* _Exercise material_
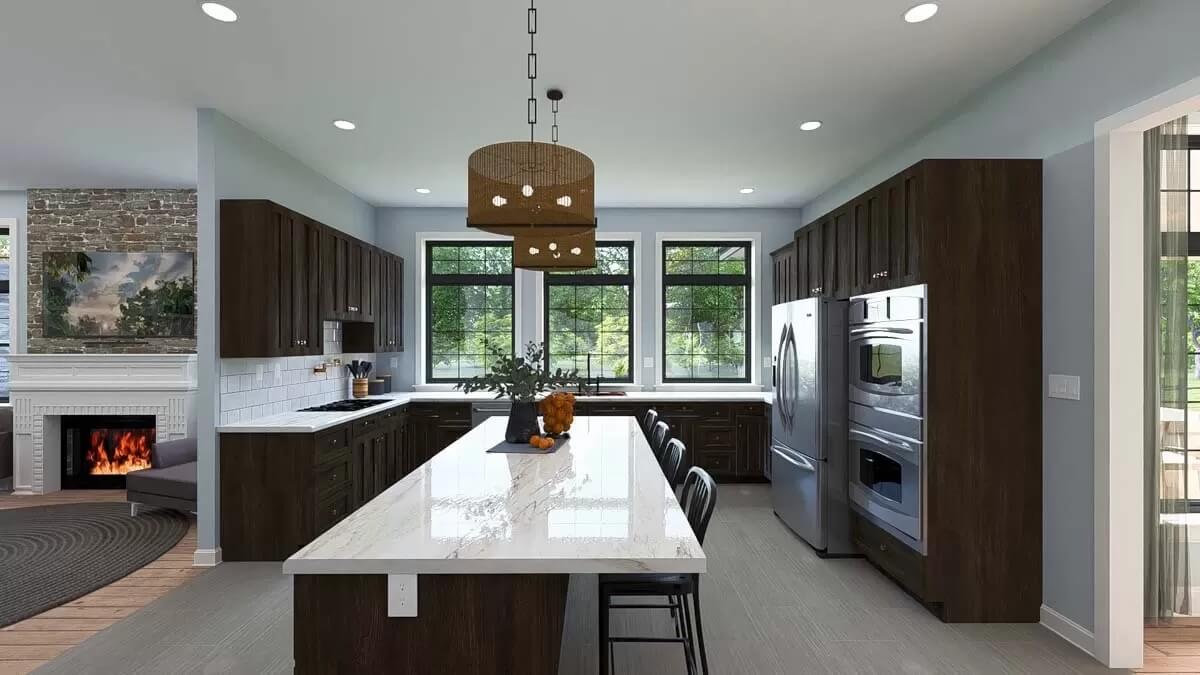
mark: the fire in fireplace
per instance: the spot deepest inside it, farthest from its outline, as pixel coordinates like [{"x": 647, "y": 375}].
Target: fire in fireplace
[{"x": 99, "y": 451}]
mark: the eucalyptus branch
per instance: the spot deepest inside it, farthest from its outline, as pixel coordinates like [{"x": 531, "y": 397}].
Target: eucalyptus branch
[{"x": 520, "y": 377}]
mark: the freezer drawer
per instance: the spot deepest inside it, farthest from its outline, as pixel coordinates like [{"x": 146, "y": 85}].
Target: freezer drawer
[{"x": 797, "y": 494}]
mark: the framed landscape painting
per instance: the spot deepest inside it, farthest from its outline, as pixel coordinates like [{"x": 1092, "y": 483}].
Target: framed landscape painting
[{"x": 119, "y": 294}]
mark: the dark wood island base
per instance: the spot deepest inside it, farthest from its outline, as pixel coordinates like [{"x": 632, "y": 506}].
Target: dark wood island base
[{"x": 466, "y": 623}]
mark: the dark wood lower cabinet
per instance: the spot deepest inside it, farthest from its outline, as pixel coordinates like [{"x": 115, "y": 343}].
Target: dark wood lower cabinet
[{"x": 484, "y": 625}]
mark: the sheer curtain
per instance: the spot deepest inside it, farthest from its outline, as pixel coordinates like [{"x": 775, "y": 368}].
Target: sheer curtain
[{"x": 1168, "y": 579}]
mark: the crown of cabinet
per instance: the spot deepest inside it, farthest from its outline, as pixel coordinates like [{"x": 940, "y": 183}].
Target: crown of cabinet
[{"x": 283, "y": 274}]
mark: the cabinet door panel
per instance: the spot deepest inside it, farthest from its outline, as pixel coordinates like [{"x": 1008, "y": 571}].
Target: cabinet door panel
[
  {"x": 801, "y": 286},
  {"x": 815, "y": 282}
]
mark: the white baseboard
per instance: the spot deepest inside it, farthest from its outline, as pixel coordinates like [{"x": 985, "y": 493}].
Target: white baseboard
[
  {"x": 207, "y": 557},
  {"x": 1069, "y": 631}
]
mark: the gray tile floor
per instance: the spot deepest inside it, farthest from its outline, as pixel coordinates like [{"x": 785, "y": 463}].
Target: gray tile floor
[{"x": 771, "y": 607}]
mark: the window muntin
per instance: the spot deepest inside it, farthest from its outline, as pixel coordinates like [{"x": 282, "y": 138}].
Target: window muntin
[
  {"x": 706, "y": 311},
  {"x": 469, "y": 305},
  {"x": 591, "y": 312}
]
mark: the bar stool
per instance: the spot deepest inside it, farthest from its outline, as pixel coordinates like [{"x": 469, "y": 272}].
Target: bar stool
[
  {"x": 648, "y": 420},
  {"x": 682, "y": 590},
  {"x": 659, "y": 437}
]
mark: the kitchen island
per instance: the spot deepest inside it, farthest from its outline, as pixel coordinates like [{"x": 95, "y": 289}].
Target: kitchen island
[{"x": 463, "y": 565}]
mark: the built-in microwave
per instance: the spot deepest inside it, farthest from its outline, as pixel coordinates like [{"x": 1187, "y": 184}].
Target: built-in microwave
[{"x": 887, "y": 351}]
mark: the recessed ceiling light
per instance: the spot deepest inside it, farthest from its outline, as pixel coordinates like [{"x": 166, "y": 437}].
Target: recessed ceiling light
[
  {"x": 220, "y": 12},
  {"x": 922, "y": 12}
]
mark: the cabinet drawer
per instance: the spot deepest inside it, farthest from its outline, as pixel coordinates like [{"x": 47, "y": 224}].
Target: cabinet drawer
[
  {"x": 904, "y": 565},
  {"x": 718, "y": 464},
  {"x": 714, "y": 438},
  {"x": 753, "y": 410},
  {"x": 333, "y": 442},
  {"x": 334, "y": 475},
  {"x": 373, "y": 424},
  {"x": 713, "y": 412},
  {"x": 331, "y": 508}
]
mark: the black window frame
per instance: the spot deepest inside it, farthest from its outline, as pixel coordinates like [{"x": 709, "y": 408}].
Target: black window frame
[
  {"x": 569, "y": 279},
  {"x": 747, "y": 282},
  {"x": 432, "y": 280},
  {"x": 5, "y": 288}
]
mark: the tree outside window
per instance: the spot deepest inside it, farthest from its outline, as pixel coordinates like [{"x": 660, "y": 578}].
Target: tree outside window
[{"x": 706, "y": 290}]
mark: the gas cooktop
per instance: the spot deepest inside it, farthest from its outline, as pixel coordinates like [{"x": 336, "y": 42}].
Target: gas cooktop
[{"x": 348, "y": 405}]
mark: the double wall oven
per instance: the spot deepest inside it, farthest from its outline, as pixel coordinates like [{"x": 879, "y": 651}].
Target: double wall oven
[{"x": 887, "y": 354}]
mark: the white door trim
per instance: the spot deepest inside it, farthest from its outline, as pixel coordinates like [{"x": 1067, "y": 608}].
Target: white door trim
[{"x": 1120, "y": 389}]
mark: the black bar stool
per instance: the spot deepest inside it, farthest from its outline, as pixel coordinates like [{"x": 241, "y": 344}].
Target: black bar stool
[
  {"x": 682, "y": 590},
  {"x": 659, "y": 437}
]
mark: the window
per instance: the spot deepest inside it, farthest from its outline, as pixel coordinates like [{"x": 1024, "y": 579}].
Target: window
[
  {"x": 468, "y": 306},
  {"x": 591, "y": 312},
  {"x": 706, "y": 312}
]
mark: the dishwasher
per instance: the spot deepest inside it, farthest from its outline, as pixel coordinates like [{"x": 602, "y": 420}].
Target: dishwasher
[{"x": 484, "y": 410}]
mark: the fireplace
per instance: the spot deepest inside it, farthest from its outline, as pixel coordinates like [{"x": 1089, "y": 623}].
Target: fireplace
[{"x": 100, "y": 449}]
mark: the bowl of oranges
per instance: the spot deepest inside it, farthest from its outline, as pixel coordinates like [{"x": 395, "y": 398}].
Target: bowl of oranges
[{"x": 557, "y": 413}]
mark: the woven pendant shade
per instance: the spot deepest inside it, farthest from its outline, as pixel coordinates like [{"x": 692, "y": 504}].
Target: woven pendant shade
[
  {"x": 553, "y": 252},
  {"x": 523, "y": 187}
]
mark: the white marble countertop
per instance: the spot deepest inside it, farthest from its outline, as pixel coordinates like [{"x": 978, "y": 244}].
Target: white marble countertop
[
  {"x": 309, "y": 422},
  {"x": 599, "y": 505}
]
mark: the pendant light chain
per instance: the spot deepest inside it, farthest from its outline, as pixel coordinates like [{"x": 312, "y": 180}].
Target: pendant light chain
[{"x": 532, "y": 105}]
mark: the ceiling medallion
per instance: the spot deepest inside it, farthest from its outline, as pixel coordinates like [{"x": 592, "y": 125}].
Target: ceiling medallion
[{"x": 539, "y": 193}]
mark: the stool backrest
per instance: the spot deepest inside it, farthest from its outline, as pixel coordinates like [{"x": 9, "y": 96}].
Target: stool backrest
[
  {"x": 699, "y": 500},
  {"x": 648, "y": 420},
  {"x": 672, "y": 461},
  {"x": 659, "y": 438}
]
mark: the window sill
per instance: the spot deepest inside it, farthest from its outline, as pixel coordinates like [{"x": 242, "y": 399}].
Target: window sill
[{"x": 709, "y": 387}]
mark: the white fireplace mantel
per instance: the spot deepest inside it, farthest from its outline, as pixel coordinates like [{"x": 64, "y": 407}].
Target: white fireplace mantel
[{"x": 46, "y": 387}]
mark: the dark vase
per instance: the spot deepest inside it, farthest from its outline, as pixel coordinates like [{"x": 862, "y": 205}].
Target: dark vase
[{"x": 522, "y": 422}]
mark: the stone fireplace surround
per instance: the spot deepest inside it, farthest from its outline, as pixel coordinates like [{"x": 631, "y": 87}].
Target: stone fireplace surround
[{"x": 46, "y": 387}]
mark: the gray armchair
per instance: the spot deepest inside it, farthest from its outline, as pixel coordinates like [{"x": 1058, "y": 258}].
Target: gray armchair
[{"x": 171, "y": 483}]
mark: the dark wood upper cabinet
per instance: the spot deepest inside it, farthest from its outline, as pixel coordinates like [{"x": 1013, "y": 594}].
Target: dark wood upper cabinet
[
  {"x": 783, "y": 262},
  {"x": 802, "y": 264},
  {"x": 269, "y": 302},
  {"x": 283, "y": 274}
]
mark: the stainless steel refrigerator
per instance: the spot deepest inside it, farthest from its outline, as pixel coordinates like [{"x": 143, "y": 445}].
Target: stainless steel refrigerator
[{"x": 808, "y": 463}]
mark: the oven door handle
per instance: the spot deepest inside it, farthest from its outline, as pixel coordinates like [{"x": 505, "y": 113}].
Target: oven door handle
[
  {"x": 798, "y": 463},
  {"x": 883, "y": 330},
  {"x": 883, "y": 441}
]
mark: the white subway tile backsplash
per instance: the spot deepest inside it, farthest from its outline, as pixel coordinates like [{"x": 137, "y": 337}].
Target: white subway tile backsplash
[{"x": 288, "y": 383}]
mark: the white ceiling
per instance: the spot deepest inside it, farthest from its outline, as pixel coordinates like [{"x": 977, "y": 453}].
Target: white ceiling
[{"x": 679, "y": 102}]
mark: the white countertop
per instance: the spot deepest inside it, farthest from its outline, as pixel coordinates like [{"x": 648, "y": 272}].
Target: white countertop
[
  {"x": 309, "y": 422},
  {"x": 599, "y": 505}
]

* _Assignment_
Up to and including the line containing "mark: the dark wood lower cabinet", quote each line of the entries above from the very first, please, exactly and without images.

* _Solved problem_
mark: the fire in fireplace
per instance: the spot deepest inside it, farthest from its outline, as pixel coordinates like [{"x": 647, "y": 375}].
Target: fire in fireplace
[{"x": 99, "y": 451}]
mark: the eucalyptus branch
per instance: the spot deepest inside it, farthest from its outline, as pixel coordinates like [{"x": 531, "y": 397}].
Target: eucalyptus branch
[{"x": 520, "y": 377}]
mark: the freezer drawer
per instance: the spot deepest inside it, farthest from its outline, as pixel coordinates like [{"x": 146, "y": 85}].
Target: freezer drawer
[{"x": 797, "y": 494}]
mark: the framed landscape painting
per instance: the spot deepest inside it, farthest from its outline, as pixel coordinates like [{"x": 1092, "y": 483}].
Target: framed landscape painting
[{"x": 119, "y": 294}]
mark: the dark wood island base
per instance: the spot deepest inside it, farthest from its outline, as pixel coordinates like [{"x": 632, "y": 506}].
Target: dark wood island base
[{"x": 466, "y": 623}]
mark: the dark wood lower cabinet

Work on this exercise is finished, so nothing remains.